EXERCISE GOAL.
Please copy exactly every line from the one that contains "Tag the sideline" to the end of the data below, with both ends included and no other lines.

━━ EXTRACTED ENTRIES

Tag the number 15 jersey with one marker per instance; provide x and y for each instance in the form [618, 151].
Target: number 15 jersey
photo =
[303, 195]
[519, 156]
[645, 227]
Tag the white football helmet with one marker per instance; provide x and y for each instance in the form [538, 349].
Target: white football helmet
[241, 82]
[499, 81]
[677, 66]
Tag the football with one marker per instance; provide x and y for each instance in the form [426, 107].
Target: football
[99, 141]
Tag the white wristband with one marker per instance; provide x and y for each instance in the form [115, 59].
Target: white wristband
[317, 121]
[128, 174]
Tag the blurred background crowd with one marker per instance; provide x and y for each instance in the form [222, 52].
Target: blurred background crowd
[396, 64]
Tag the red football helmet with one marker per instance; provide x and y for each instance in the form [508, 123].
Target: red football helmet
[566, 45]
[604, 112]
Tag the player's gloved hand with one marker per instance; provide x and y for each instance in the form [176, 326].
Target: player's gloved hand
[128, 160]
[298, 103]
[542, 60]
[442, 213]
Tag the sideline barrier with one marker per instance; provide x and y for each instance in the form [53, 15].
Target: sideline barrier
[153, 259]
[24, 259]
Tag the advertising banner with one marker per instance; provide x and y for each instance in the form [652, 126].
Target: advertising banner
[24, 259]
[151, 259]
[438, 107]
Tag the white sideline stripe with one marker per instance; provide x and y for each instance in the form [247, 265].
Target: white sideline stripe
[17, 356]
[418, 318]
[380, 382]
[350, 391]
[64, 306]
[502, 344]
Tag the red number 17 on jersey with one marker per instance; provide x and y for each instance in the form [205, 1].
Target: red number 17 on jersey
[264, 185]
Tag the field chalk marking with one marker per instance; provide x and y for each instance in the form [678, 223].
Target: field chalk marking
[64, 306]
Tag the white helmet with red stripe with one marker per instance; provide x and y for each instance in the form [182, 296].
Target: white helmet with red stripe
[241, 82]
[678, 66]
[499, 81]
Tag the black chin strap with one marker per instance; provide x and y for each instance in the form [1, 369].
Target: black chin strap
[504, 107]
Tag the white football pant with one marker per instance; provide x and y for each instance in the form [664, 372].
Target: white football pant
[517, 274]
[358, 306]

━━━━

SOLUTION TO THIS EXERCISE.
Tag the sideline barrier with one marker per instance; provide x and y for each instance in the form [53, 15].
Target: sideline barrier
[153, 259]
[24, 259]
Tag the advertising banner with one marker per instance; provide x and y for each instance in the form [652, 126].
Target: advertising banner
[24, 259]
[151, 259]
[438, 107]
Tag the white sideline stripe with one marker per instance; provide x and y for each instance in the form [247, 265].
Target: white sideline stripe
[17, 356]
[418, 318]
[380, 382]
[350, 391]
[64, 306]
[502, 344]
Tag the red number 17 on jersey with one marker per instance; provide x and y for each instance in the form [205, 1].
Target: red number 17 on jersey
[264, 185]
Tag the field chalk marking with one marker per instance; provide x and y for each instance in the form [678, 223].
Target: field chalk marking
[64, 306]
Tag the white helmet with red stripe with one marker per instance; provide x and y for each instance in the form [182, 296].
Target: white helmet with red stripe
[241, 82]
[678, 66]
[499, 81]
Tag the black chin strap with one marker per instance; provide x and y for each instance in the form [1, 369].
Target: black chin strap
[504, 107]
Tag the white football pant with one marker per instance; provide x and y for each instance in the form [664, 372].
Target: white football pant
[517, 274]
[358, 306]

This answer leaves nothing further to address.